===== Extract provided =====
Sounds like the Freemasons or the Elks Club or the Rotary Club or the Knights of Columbus or the Knights Templar, wait how did we land in the crusades again now? :)
You really do not want them to have more than a handful of seats, and they do block progressive laws when there is no majority, but otherwise they behave well.
We also have the Party for the Animals.
They are pretty orthodox in their own way.
I think many are against pets.
02:59
You sound as splintered as the Italians, who are known to have as many "political" "parties" as they have flavors of gelato, but none so tasty.
@Cerberus There are no pet owners in Boulder. We only have pet guardians here, statutorily at least.
It's confusing to have more political parties than people.
We are very much splintered, but I think that is a good thing. It means less party discipline and more voting for what you actually believe in, I think. Or at least it can.
Factions are fatal. And unavoidable, pace George Washington. It's just terrible.
Factions?
Why fatal?
It's working well enough.
Political parties. He didn't want any.
Haha.
We're heading the Scandinavian way, minority coalitions.
Yes, our parliaments were never intended to have political parties.
03:05
Here you get both choices: you can be ruled by the millionaires or you can be ruled by the billionaires. Complete freedom to choose.
They have seemed unavoidable for quite some time, but you could see many smaller parties as similar to each representative voting for her own cause.
@tchrist It's funny how he designed the system towards bipertisanry, which has very strong parties, even though he was against political parties...
We used to have a district system too, I think those were more common before 1900.
We are come to a point where nothing the other team wants is anything you must ever let past. It's a complete breakdown of a working government.
@Cerberus Um what? Washington didn't design political parties.
Or even a system in which those were required.
He refused to have anything to do with them.
Perhaps, if the stalemate becomes too unworkable, people will at last vote for a third party.
@tchrist Unwittingly.
@Cerberus You sweet summer child.
Winner-take-all tends towards few parties, and very strong ones.
Isn't that how he designed it?
03:08
But that's just it. It wasn't supposed to be winner takes all.
That's a recent thing.
Wasn't supposed to.
That's what makes it 'funny', how his design turned out to be counter to his intentions.
If I understand the situation correctly.
The electoral college is not a winner takes all system in the Constitution.
===== Material supplied =====
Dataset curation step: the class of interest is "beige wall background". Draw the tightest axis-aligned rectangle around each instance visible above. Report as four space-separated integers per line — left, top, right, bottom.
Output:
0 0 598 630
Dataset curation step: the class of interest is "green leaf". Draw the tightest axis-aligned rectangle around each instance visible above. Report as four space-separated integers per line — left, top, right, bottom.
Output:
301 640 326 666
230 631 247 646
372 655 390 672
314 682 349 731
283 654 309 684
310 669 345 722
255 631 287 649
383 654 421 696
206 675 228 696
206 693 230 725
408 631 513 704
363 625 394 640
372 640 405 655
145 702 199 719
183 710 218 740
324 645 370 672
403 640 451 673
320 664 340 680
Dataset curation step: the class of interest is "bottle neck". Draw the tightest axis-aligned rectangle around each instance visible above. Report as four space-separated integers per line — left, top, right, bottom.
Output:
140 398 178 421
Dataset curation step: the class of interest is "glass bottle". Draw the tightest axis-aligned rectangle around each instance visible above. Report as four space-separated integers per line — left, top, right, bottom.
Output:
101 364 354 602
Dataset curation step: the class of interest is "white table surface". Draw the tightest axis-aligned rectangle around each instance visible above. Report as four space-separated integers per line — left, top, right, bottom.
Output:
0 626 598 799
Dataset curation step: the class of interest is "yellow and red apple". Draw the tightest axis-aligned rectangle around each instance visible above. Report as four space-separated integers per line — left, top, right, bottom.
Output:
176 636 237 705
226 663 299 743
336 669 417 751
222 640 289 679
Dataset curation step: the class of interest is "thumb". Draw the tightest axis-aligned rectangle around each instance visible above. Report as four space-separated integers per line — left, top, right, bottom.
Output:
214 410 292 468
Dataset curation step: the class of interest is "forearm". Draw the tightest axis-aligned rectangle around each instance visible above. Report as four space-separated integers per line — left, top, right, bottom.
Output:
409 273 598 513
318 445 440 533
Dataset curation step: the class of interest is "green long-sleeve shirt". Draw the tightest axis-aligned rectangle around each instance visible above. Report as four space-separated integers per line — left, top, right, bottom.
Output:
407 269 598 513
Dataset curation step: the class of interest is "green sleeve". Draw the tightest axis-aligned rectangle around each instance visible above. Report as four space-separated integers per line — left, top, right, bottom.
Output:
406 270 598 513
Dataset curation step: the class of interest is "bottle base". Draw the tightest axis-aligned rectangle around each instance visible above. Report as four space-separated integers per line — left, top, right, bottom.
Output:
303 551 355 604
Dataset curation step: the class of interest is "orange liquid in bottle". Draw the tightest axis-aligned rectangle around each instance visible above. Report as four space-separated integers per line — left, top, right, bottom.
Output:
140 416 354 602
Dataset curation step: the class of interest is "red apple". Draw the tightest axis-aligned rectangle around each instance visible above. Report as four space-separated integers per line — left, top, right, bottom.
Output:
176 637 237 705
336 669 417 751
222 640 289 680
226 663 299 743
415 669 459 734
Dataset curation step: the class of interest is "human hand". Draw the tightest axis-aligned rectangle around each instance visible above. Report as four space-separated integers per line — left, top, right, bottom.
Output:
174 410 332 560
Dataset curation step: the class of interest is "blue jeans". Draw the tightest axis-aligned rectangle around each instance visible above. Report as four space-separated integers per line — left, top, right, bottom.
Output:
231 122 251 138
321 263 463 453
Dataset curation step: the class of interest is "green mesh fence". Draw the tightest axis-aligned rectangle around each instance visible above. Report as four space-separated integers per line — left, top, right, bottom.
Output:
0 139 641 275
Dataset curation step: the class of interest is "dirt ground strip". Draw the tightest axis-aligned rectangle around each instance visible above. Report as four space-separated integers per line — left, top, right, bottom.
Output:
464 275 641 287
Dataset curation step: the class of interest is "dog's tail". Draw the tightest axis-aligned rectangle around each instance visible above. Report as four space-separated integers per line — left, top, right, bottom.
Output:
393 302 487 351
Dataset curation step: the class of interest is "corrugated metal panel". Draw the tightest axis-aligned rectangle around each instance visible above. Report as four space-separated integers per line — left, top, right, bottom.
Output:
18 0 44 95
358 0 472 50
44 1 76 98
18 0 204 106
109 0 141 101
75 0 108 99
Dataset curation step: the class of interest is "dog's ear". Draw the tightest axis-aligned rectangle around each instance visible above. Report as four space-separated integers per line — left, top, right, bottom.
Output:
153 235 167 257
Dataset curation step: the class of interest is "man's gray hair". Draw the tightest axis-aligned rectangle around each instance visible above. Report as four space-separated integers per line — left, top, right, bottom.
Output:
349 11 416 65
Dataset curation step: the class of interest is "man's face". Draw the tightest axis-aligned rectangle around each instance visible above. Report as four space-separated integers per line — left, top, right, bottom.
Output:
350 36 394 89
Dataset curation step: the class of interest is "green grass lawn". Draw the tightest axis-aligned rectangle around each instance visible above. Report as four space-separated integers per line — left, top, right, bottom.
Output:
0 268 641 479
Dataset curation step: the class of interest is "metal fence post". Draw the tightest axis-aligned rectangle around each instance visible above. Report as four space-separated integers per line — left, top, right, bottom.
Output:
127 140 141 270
=====
● Work request 1
Answer these questions about the chat on political parties above:
(a) Which party does one participant say "We also have"?
(b) In which place, according to one participant, are there only pet guardians and no pet owners?
(c) What does the last line say the electoral college is not, in the Constitution?
● Work request 2
Extend the chat on political parties with several more lines that follow on from its last message.

● Answer 1
(a) The Party for the Animals.
(b) Boulder.
(c) A winner takes all system.

● Answer 2
> What most interesting about our current system for selecting a president is that it’s an unintended quirk that isn’t even mentioned in the U.S. Constitution. States determine how they select their electors. In fact, for the first 13 presidential elections, states experimented with many different electoral systems.
> By 1832, every state except South Carolina awarded its electors by the popular vote, although not all states followed the winner-take-all custom that emerged later. Since 1868, every state has awarded its electors in a way related to that state’s popular vote tally.
Unintended, is what I meant.
@tchrist Ah, I see
@tchrist "Has awarded": I am confused?
@Cerberus =now awards
It suggests that's still the way?
Yes.
03:12
But that still doesn't have to be winner takes all!!
Or perhaps "by the popular vote" is unclear.
And in Maine and Nebraska, it is not so.
I thought it meant proportionally.
Oh it used to be that the states just did weird random things.
The way they did with Senators, which was not an elected position initially.
It was always an appointed position.
Maine and Nebraska award electors proportionate to the vote. The other states do not do so.
Winner-take-all electors make sense in a situation when the state level is supposed to be the most important level: then each state can speak with one vote.
Like governments of European member-states: they, too, speak with one voice when things need to be decided on the continental level.
03:14
In that regard, each seat is itself winner takes all because each seat is one human speaking for it.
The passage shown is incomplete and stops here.